[Extracted data entries]
"""
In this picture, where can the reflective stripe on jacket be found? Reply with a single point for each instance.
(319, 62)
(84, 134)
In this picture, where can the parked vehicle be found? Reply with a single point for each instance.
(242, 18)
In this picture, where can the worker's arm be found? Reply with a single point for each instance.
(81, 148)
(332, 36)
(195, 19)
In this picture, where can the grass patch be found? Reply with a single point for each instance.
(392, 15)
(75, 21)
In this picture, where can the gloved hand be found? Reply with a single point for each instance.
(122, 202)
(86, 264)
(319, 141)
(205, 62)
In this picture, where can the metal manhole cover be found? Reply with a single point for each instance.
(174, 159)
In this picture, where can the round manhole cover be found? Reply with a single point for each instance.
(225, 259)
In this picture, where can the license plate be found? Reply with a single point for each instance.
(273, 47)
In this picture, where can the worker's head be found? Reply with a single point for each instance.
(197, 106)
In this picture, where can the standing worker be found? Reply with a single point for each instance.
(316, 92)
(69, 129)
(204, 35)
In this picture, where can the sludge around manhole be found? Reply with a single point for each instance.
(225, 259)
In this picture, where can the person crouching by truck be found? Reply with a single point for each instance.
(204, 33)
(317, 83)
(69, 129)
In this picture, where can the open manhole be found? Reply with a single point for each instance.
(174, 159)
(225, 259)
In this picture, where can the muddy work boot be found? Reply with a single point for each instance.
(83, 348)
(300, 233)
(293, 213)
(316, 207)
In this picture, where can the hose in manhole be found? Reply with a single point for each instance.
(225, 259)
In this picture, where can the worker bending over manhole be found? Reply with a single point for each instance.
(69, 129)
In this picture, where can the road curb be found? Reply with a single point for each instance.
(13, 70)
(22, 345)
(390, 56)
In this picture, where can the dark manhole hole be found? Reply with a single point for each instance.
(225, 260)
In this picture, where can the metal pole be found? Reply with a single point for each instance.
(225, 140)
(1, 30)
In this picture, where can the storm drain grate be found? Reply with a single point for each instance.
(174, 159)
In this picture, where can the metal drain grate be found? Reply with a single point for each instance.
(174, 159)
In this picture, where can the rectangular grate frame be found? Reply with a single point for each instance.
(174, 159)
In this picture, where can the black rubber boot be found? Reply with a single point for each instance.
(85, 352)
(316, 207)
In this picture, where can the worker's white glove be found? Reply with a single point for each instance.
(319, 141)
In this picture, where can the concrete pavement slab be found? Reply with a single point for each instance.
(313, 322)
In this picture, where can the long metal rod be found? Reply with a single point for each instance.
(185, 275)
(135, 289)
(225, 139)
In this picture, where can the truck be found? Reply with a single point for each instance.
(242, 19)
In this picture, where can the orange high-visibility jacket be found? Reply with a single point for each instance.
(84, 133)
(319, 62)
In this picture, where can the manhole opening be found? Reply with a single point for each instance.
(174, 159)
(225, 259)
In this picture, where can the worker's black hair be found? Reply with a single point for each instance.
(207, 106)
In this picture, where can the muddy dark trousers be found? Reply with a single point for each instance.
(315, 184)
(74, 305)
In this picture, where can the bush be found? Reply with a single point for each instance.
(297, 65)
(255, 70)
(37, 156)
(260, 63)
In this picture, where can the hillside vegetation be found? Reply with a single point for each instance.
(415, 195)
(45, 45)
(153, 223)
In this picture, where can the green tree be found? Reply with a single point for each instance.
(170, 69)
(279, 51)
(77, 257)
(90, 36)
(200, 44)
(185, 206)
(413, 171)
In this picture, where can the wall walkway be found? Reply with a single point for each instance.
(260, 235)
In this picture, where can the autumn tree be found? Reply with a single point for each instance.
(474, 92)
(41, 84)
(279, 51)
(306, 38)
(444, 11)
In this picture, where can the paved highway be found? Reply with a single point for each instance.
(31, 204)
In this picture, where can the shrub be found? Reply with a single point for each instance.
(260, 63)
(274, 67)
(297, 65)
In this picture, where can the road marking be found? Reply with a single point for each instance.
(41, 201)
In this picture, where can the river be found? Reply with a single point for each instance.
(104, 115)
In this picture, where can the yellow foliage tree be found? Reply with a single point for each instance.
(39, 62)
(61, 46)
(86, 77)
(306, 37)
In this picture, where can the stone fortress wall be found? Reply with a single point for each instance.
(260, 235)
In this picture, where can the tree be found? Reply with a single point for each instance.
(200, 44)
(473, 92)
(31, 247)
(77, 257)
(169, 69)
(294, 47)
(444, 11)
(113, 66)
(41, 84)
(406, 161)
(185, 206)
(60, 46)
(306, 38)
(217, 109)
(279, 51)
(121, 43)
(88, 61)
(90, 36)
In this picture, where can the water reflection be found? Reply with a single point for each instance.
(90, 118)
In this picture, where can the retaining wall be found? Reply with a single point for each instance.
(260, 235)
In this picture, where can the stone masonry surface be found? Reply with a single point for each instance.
"""
WORK TO COMPLETE: Exactly as shown above, return every record.

SOLUTION:
In this picture, where can the reflective stripe on jacket be found? Reply with a single point for each instance.
(319, 62)
(84, 134)
In this picture, where can the parked vehicle be found? Reply with a single point for each instance.
(242, 18)
In this picture, where can the worker's arm be found? Reply with a single point for each instance.
(81, 148)
(332, 36)
(195, 19)
In this picture, where can the grass patch be found? Reply with a single point for each instance.
(392, 15)
(75, 21)
In this picture, where can the gloved hand be found? Reply with a single point for each instance.
(122, 202)
(86, 264)
(319, 141)
(205, 62)
In this picture, where can the metal manhole cover be found? Reply with a single point for each instance.
(174, 159)
In this picture, where can the round manhole cover be found? Reply with a single point for each instance.
(225, 259)
In this picture, where can the license plate be found? Reply with a single point for each instance.
(273, 47)
In this picture, where can the worker's head be found? Reply with a single point for each instance.
(197, 106)
In this picture, where can the standing worker be found? Reply with a single point for each instance.
(316, 92)
(69, 129)
(204, 35)
In this picture, where can the sludge around manhole be found? Reply with a single point for each instance.
(225, 259)
In this picture, where can the person crouching by truck be found? Reply with a single point for each instance.
(204, 33)
(317, 83)
(69, 129)
In this picture, where can the open manhole be found? Reply with a single point for each instance.
(174, 159)
(225, 259)
In this picture, where can the muddy work boot be found? Reply with a single point for each instance.
(83, 348)
(300, 233)
(293, 213)
(316, 207)
In this picture, where can the hose in manhole be found? Reply with a single point for each instance.
(225, 259)
In this picture, where can the worker bending over manhole be found? Reply with a single point for each instance.
(69, 129)
In this picture, where can the road curb be found? Reply with a single point for each instance.
(13, 70)
(22, 345)
(390, 56)
In this picture, where can the dark manhole hole be found? Reply with a single point for each instance.
(225, 260)
In this picture, where can the metal pole be found? Reply with a single point for each instance.
(225, 140)
(1, 30)
In this picture, where can the storm drain grate be found? Reply with a single point for each instance.
(174, 159)
In this picture, where can the metal drain grate be found? Reply with a single point for each instance.
(174, 159)
In this picture, where can the rectangular grate frame be found? Reply with a single point for each instance.
(174, 159)
In this picture, where can the black rubber boot be found? Reply with a single point for each instance.
(85, 352)
(316, 207)
In this picture, where can the worker's white glove be found? Reply with a single point for each instance.
(319, 141)
In this picture, where can the concrete pavement slab be found? Reply with a single point for each instance.
(313, 322)
In this picture, where can the long metal rod be found? Reply with a single point for each instance.
(185, 275)
(135, 289)
(225, 139)
In this picture, where can the truck be found? Reply with a single point for each instance.
(242, 19)
In this picture, where can the orange high-visibility jacket be found? Reply with a single point for each instance.
(84, 133)
(319, 62)
In this picture, where can the manhole opening be found? Reply with a single point for each instance.
(174, 159)
(225, 259)
In this picture, where can the worker's black hair be found? Reply with a single point for each instance.
(207, 106)
In this picture, where can the muddy dark trousers be found? Reply with a single point for each instance.
(315, 184)
(74, 305)
In this picture, where can the bush be found? Reply with a single point for each instance.
(297, 65)
(255, 70)
(37, 156)
(260, 63)
In this picture, where can the hillside vegetation be found? Reply with a single point for each instance.
(415, 195)
(45, 45)
(153, 223)
In this picture, where can the green tree be found? Reply with a single point for each instance.
(170, 69)
(279, 51)
(77, 257)
(90, 36)
(200, 44)
(185, 206)
(413, 171)
In this picture, where can the wall walkway be found? Reply with a single point for each instance.
(260, 235)
In this picture, where can the autumn tree be found? Reply with a single point for each instance.
(474, 92)
(41, 84)
(279, 51)
(306, 38)
(444, 11)
In this picture, where can the paved highway be found? Reply with a single point for each instance.
(31, 204)
In this picture, where can the shrub be found? Reply with a single point for each instance.
(260, 63)
(274, 67)
(297, 65)
In this picture, where can the road marking be found? Reply with a single point for each instance.
(41, 201)
In this picture, where can the river be found? Reply with a single point for each instance.
(104, 115)
In this picture, where can the yellow foliage tree be found? Reply with a single point for each instance.
(39, 62)
(61, 46)
(86, 77)
(306, 37)
In this picture, where can the stone fortress wall be found? Reply with a single point for each instance.
(260, 235)
In this picture, where can the tree be found? Reply with a single point for each instance.
(200, 44)
(473, 92)
(31, 247)
(77, 257)
(169, 69)
(294, 47)
(444, 11)
(113, 66)
(41, 84)
(406, 161)
(185, 206)
(60, 46)
(306, 38)
(217, 109)
(279, 51)
(121, 43)
(88, 61)
(90, 36)
In this picture, where can the water reflection be found? Reply with a single point for each instance.
(90, 118)
In this picture, where can the retaining wall be found? Reply with a single point for each instance.
(260, 235)
In this picture, where can the stone masonry surface be found? Reply with a single point for each instance.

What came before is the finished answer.